Short exercise
Extend the relationship post below, starting after its last sentence.

Reading text
* * * * * * * * *

First of all, for those who are saying that I am "demanding" sex, that's not the case at all. She could tell me that she wants to wait until marriage and I'll still be good with that.

 

Me and her had a little talk today. I don't want to get into details as to what we talked about, but all of my questions were pretty much answered. She told me that I was "scaring" her at first, because of the anticipation when I said I "need to talk to her". Beforehand I of course said that its nothing serious. I was just asking her basically regarding affection if I'm hitting any wrong areas, she said I was not.

 

Also, regarding the "place" to have fun, I do have an apartment, but our relationship is semi-long distant. She does come to my apartment once in a while, but she only has so much time to hang out. I'll cook her dinner when she comes over and I'll also fire up a Google Play movie for her to watch with me, then she has to get on the road for work. She lives at home still, I live on my own.

* * * * * * * * *

(Excerpts of bounding box data)
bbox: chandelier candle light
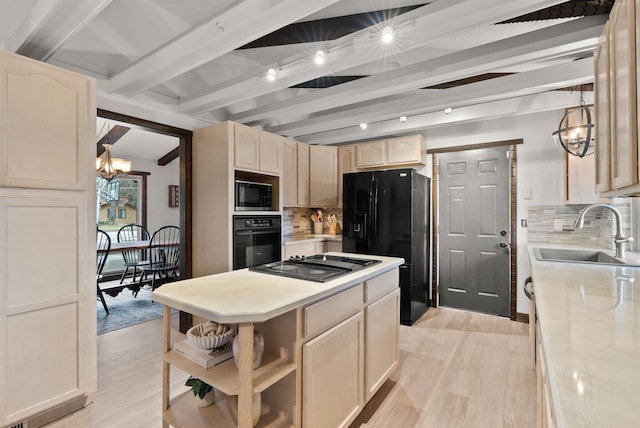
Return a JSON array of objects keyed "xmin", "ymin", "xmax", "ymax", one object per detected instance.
[
  {"xmin": 96, "ymin": 144, "xmax": 131, "ymax": 181},
  {"xmin": 552, "ymin": 94, "xmax": 595, "ymax": 158}
]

* * * * * * * * *

Answer to the exercise
To those who are wondering if she is a virgin, I understand your curiosity behind that, but I won't get into details on that. What I will say is she is definitely not sexually active, she is one of the rare woman who is finding the right one and taking her time. I told her that I don't really care too much about having sex in a relationship as much as I care about just having that solid relationship going. There is no doubt in my mind that I want her in my life, and I am committing to her and her only, she feels the same way. I have pushed several women away these last couple years, been on several dates only to see things hit a giant thud. I have always been picky, choosy and stubborn when it comes to relationships. People have told me I am picky when it comes to that, and I consider that a compliment. I want this one to be my last, because I'm just happy with how things are going.